● Consigne:
Dans le texte sur les virus, recopiez à l'identique tout le passage qui va de « Que penser de » jusqu'à « un contexte nouveau. ».

● Texte extrait:
★ ★ ★ ★ ★
Qu’est-ce qui fait la spécificité du mode d’existence des virus ?

Tout d’abord, il y a à leur propos une discussion qui ne sera je pense jamais tranchée : les virus sont-ils des êtres vivants ? Cette discussion théorique est, je crois, une question mal posée. Il y a en effet toujours du non-vivant dans le vivant. Nous sommes constitués de la même matière que la Terre ; nous possédons une structure moléculaire qui a quelque chose de minéral. Un très beau livre de Thomas Heams propose donc de parler d’« infravies » plutôt que de non-vivants. Les virus se réduisent quasiment à de l’ADN ou à de l’ARN – bref à du matériau génétique. Ils n’ont pas de structure cellulaire – noyau, mitochondries, etc.. C’est étonnant, car la cellule passe souvent pour l’unité de base commune à tous les vivants. Même les bactéries ont une structure cellulaire, quoique très particulière. Quoi qu’il en soit, les virus ont besoin, pour se reproduire, de s’adosser à d’autres structures biologiques plus étendues : ils « piratent » les cellules d’autres organismes et leur transmettent de nouvelles instructions génétiques afin de se multiplier.

 

Que penser de la métaphore du virus informatique ?

Je crois que nous devrions la renverser : toute information est un virus. Toute information vient d’ailleurs. Dans le même sens, on peut dire que le langage et la pensée sont structurés comme les gènes : toute pensée peut être décomposée en éléments plus ou moins complexes qui, comme les gènes, peuvent être transmis. Ce qui permet à l’esprit de celles et ceux qui les reçoivent de penser la même chose ou de faire le même geste – dans un contexte nouveau.

Il faudrait admettre que les virus font partie de la multitude d’êtres qui nous habitent ?
★ ★ ★ ★ ★
● Entrées fournies:
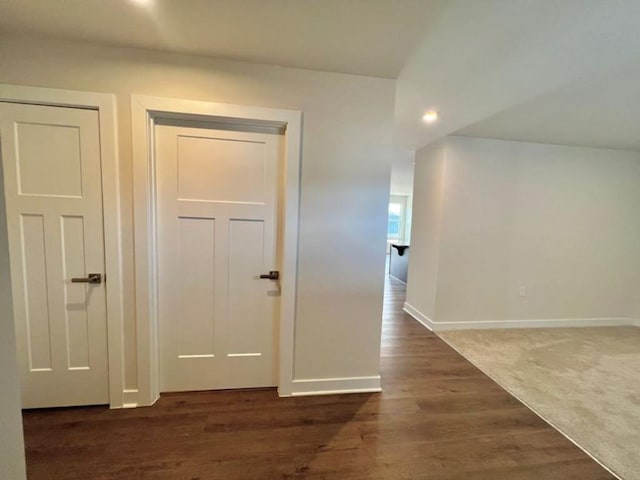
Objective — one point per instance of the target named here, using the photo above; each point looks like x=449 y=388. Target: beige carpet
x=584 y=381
★ ★ ★ ★ ★
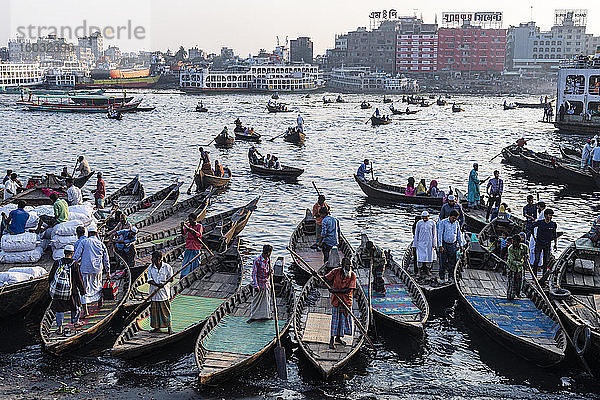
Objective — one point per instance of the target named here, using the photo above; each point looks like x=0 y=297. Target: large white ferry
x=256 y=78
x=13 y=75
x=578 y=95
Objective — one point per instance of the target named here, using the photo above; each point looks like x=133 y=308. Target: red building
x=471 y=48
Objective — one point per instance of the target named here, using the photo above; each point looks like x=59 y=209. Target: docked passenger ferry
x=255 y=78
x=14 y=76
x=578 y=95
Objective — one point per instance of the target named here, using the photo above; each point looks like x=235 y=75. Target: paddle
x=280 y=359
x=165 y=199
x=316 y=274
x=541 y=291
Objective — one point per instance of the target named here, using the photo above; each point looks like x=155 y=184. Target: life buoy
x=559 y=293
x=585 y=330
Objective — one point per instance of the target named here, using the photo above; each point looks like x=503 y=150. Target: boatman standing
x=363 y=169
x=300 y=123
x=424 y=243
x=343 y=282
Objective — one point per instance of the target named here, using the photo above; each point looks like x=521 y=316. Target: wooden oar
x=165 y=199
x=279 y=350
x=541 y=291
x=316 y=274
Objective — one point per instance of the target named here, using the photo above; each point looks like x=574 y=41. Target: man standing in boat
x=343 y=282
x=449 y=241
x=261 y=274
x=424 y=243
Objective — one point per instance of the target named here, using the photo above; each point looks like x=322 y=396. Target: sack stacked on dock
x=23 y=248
★ ★ ★ ★ ★
● Réponse attendue:
Que penser de la métaphore du virus informatique ?

Je crois que nous devrions la renverser : toute information est un virus. Toute information vient d’ailleurs. Dans le même sens, on peut dire que le langage et la pensée sont structurés comme les gènes : toute pensée peut être décomposée en éléments plus ou moins complexes qui, comme les gènes, peuvent être transmis. Ce qui permet à l’esprit de celles et ceux qui les reçoivent de penser la même chose ou de faire le même geste – dans un contexte nouveau.